[Records]
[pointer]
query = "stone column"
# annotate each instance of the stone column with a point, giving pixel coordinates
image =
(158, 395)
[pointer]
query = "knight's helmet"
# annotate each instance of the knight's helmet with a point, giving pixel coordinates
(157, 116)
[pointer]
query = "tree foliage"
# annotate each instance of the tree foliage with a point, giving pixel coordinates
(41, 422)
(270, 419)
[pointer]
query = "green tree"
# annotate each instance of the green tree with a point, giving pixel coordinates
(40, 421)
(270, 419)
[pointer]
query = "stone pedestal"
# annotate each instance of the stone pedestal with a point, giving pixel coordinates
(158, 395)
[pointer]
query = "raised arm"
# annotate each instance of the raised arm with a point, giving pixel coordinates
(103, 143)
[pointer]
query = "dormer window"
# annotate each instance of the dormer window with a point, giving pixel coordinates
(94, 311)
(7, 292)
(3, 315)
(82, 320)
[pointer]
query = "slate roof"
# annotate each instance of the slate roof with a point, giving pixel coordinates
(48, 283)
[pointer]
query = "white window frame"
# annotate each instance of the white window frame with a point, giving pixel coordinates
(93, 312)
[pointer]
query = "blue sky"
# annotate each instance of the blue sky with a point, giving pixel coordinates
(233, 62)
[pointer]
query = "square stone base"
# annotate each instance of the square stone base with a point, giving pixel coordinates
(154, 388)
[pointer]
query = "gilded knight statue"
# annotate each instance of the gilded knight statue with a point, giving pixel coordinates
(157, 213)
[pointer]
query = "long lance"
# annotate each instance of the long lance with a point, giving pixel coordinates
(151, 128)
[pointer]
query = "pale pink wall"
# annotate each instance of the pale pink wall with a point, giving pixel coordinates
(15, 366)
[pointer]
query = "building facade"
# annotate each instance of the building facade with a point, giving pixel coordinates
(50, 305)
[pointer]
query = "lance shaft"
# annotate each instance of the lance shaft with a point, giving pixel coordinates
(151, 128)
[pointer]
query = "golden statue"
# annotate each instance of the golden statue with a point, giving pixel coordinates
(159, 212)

WRITTEN INSTRUCTION: Every line above should be written out again exactly as it stands.

RESULT OF THE EXERCISE:
[pointer]
query = "stone column"
# annotate each instance of the stone column with a point, giving pixel coordinates
image =
(158, 395)
[pointer]
query = "knight's helmet"
# annotate each instance of the knight's helmet with a point, giving pixel coordinates
(157, 116)
[pointer]
query = "tree foliage"
# annotate each instance of the tree foliage with a point, giving pixel coordinates
(41, 422)
(270, 419)
[pointer]
query = "green tree"
# annotate each instance of the green tree with a point, giving pixel coordinates
(40, 421)
(270, 419)
[pointer]
query = "stone pedestal"
# annotate each instance of the stone pedestal with a point, giving pixel coordinates
(158, 395)
[pointer]
query = "raised arm"
# annotate each instance of the raised arm with a point, giving pixel coordinates
(103, 143)
[pointer]
query = "dormer window"
# annotate each instance of the dormer window with a point, giving pixel coordinates
(94, 311)
(7, 292)
(3, 315)
(82, 320)
[pointer]
query = "slate roof"
# annotate each instance of the slate roof with a point, giving pixel coordinates
(48, 283)
[pointer]
query = "white window frame"
# annotate each instance of the white window frame with a point, giving pixel coordinates
(93, 312)
[pointer]
query = "blue sky"
# annotate each instance of the blue sky with a point, giving pixel coordinates
(233, 62)
[pointer]
query = "square stone base"
# annotate each instance of the square stone base with a point, giving pixel coordinates
(154, 388)
[pointer]
query = "gilded knight statue"
# annotate each instance of the gilded knight statue with a point, giving pixel coordinates
(157, 213)
[pointer]
query = "long lance"
# annotate each instance of the long lance with a point, giving pixel coordinates
(151, 128)
[pointer]
query = "pale pink wall"
# annotate each instance of the pale pink wall with a point, giving pixel coordinates
(15, 366)
[pointer]
query = "building facade"
# annotate each instance of the building facade with a point, giving pixel coordinates
(50, 305)
[pointer]
query = "lance shaft"
# annotate each instance of the lance shaft with a point, giving pixel coordinates
(151, 128)
[pointer]
query = "golden statue"
# annotate each instance of the golden statue with a point, giving pixel coordinates
(159, 212)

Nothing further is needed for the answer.